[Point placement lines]
** Begin **

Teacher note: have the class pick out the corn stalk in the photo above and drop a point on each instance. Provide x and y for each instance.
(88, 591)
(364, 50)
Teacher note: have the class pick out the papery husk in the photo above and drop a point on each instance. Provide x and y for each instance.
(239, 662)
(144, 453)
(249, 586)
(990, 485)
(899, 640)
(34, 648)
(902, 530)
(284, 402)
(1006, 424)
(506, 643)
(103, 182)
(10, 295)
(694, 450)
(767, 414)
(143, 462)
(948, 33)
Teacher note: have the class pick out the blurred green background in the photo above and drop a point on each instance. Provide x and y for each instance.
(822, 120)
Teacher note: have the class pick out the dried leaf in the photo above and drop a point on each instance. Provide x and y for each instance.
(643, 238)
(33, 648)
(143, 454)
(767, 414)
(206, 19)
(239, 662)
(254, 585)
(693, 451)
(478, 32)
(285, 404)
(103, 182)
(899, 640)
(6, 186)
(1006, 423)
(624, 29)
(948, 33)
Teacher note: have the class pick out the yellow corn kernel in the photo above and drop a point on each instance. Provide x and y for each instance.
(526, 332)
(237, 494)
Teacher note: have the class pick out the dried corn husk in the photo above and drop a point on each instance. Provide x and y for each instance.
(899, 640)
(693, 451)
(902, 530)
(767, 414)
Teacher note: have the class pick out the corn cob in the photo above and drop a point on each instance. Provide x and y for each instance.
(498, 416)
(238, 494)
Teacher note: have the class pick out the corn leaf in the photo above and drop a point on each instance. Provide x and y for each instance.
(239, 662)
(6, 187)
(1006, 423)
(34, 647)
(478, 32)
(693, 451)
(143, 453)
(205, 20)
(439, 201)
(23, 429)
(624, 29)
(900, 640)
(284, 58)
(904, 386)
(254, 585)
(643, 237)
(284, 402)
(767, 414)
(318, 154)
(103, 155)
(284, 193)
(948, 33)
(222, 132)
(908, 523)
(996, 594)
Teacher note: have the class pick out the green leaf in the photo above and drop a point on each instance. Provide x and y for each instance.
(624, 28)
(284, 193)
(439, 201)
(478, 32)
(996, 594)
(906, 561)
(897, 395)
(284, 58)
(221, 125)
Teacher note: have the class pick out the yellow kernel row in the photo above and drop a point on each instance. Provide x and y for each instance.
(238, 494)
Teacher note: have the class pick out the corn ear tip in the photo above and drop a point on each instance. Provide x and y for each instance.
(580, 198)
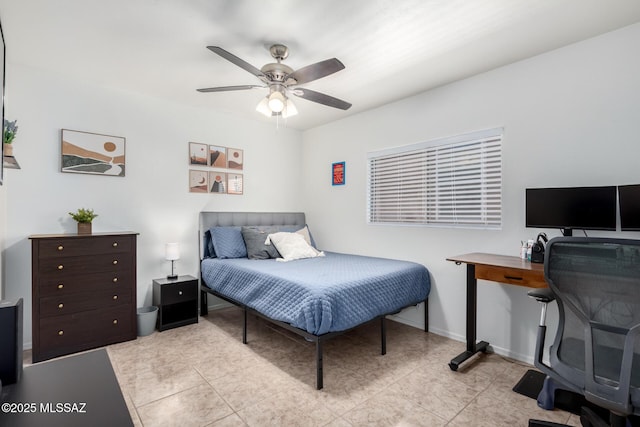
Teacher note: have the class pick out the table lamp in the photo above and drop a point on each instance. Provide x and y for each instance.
(172, 253)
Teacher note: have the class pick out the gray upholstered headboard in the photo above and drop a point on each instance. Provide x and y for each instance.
(213, 219)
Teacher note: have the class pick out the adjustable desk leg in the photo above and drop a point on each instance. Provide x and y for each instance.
(472, 303)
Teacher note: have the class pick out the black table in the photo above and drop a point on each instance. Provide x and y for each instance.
(79, 390)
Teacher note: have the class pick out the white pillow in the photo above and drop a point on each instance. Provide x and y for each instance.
(292, 246)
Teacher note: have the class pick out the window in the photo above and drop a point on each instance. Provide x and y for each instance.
(454, 181)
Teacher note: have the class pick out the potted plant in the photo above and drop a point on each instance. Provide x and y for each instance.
(83, 217)
(8, 135)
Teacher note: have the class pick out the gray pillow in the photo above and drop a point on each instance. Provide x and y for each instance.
(254, 238)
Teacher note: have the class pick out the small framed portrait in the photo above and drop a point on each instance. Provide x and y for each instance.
(337, 173)
(217, 182)
(234, 183)
(198, 181)
(234, 159)
(197, 154)
(217, 156)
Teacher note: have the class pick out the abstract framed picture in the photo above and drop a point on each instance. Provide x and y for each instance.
(337, 173)
(198, 154)
(235, 158)
(198, 181)
(217, 156)
(217, 182)
(235, 183)
(92, 153)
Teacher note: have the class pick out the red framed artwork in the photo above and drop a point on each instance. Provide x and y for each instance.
(337, 173)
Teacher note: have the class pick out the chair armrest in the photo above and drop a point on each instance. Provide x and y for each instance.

** End **

§ Directive
Set out everything from the line containing "Teacher note: have the class pick out the gray pillow" down to the last line as a Markdown table with the columns Row and Line, skipping any blank lines.

§ Result for this exercise
| Row | Line |
|---|---|
| 1 | Teacher note: have the class pick out the gray pillow in the photo above and drop a point on each instance. Provide x and y for each instance. |
| 2 | (254, 238) |
| 3 | Teacher note: have the class pick out the small framed portrait in the photo above and drop a point on each instance. Provide x and y for each instance. |
| 4 | (337, 173) |
| 5 | (217, 182) |
| 6 | (234, 183) |
| 7 | (198, 181) |
| 8 | (234, 159) |
| 9 | (197, 154) |
| 10 | (217, 156) |
| 11 | Teacher note: have the class pick out the abstract framed picture in the photo above and drop a point on each instance. Provide x and y for each instance. |
| 12 | (337, 173) |
| 13 | (198, 154) |
| 14 | (235, 158) |
| 15 | (198, 181) |
| 16 | (217, 156) |
| 17 | (217, 182) |
| 18 | (235, 183) |
| 19 | (92, 153) |
| 20 | Teacher note: have the class pick out the red framed artwork in the photo above and drop a point on each instance. Provide x and y for each instance. |
| 21 | (337, 173) |
| 22 | Teacher note: have the class pick out the chair armrest in the photo above and drop a point on each instance. Provide x and y for each instance. |